> [What is required]:
Repeat the data precisely as given.

[Point localization data]
--- START ---
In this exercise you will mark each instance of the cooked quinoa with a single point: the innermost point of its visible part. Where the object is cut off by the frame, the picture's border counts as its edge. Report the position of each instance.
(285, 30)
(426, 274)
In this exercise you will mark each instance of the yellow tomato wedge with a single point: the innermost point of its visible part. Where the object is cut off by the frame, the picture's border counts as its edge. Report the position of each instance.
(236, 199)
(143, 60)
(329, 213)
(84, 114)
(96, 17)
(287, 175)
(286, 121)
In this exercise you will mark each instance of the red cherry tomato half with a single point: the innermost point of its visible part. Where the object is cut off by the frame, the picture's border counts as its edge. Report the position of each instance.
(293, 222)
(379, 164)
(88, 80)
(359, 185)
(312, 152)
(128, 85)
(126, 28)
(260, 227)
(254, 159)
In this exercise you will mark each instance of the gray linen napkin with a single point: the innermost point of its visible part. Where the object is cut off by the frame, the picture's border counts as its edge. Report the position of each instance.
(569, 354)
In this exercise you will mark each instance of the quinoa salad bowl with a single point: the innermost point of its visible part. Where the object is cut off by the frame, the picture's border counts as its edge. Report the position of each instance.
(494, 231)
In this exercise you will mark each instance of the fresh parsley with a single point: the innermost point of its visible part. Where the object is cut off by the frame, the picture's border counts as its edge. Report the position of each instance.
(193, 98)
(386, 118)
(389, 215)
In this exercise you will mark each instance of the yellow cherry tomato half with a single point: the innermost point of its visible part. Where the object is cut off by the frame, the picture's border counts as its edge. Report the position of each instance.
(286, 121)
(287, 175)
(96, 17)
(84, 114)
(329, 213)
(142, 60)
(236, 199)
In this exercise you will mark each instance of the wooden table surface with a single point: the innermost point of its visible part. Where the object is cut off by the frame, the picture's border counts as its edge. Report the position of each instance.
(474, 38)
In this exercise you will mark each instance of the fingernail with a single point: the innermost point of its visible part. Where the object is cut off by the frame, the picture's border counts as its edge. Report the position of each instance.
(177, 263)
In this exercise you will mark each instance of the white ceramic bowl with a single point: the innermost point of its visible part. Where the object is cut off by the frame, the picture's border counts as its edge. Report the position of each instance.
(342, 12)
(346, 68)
--- END ---
> [Answer section]:
In this exercise you will mark each instance of the cooked quinoa with a single point: the innermost point of its visible part. Where the object is cut off by the frame, the picture's border counts as its edge. Report the position of each instance.
(285, 30)
(426, 274)
In this exercise you will mark each instance of the yellow tomato wedge with a single point: the innermost point of its visible part. Where the object is cut off by the frame, the picture's border counts as its edge. Report the position of each instance.
(236, 199)
(143, 60)
(329, 213)
(84, 114)
(96, 17)
(287, 175)
(286, 121)
In this exercise you will mark each instance of the red cherry tomato half with a single point: the innermost point of its visible part. Where the object is cut off by the frame, the picture's border counts as its edge. Report the position of each instance.
(293, 222)
(379, 164)
(88, 80)
(359, 185)
(312, 152)
(128, 85)
(126, 28)
(260, 227)
(254, 159)
In this exercise you will mark each instance of the gray linen napkin with a single point: the innermost point of its visible part. Where the object is cut off by the frame, the picture's border counts as its edge. Report the position of each instance.
(569, 354)
In this exercise you will mark each instance of the quinoa salad bowl with a single point: the innermost point of its visible part. Where the object is cut off by the frame, the picture's border counts as its edge. Report the position of each instance.
(494, 231)
In this exercise you will mark each instance of the fresh parsley with a single point: the innermost point of its visible part. Where the object is cut off by the frame, the picture's border counts as its edge. Report the position of each instance.
(193, 98)
(386, 118)
(389, 215)
In this exercise you will mark each instance of the yellow cherry tomato half with a single point: the innermost point of its visible part. Where the object is cut off by the frame, the picture's border counts as its edge. Report the position of each instance.
(286, 121)
(287, 175)
(96, 17)
(84, 114)
(329, 213)
(142, 60)
(236, 199)
In this exercise you will mark each instance of the wooden table surface with a single point: the innermost point of its visible part. Where the object is cut off by the frame, the picture's border counts as its edge. Report the position of each instance.
(474, 38)
In this exercise you will mark each instance of the fingernail with a single point: the innermost point of its visible part. Where the object is cut off by the frame, the picture's border counts as its edge. Report the position of each instance.
(177, 263)
In this exercise you will mark each instance of the white ceramic bowl with a single point: the innermost point of its visible part. Where the object is cut off by the frame, the picture's border counts as its edge. Report the position of each instance.
(342, 12)
(346, 68)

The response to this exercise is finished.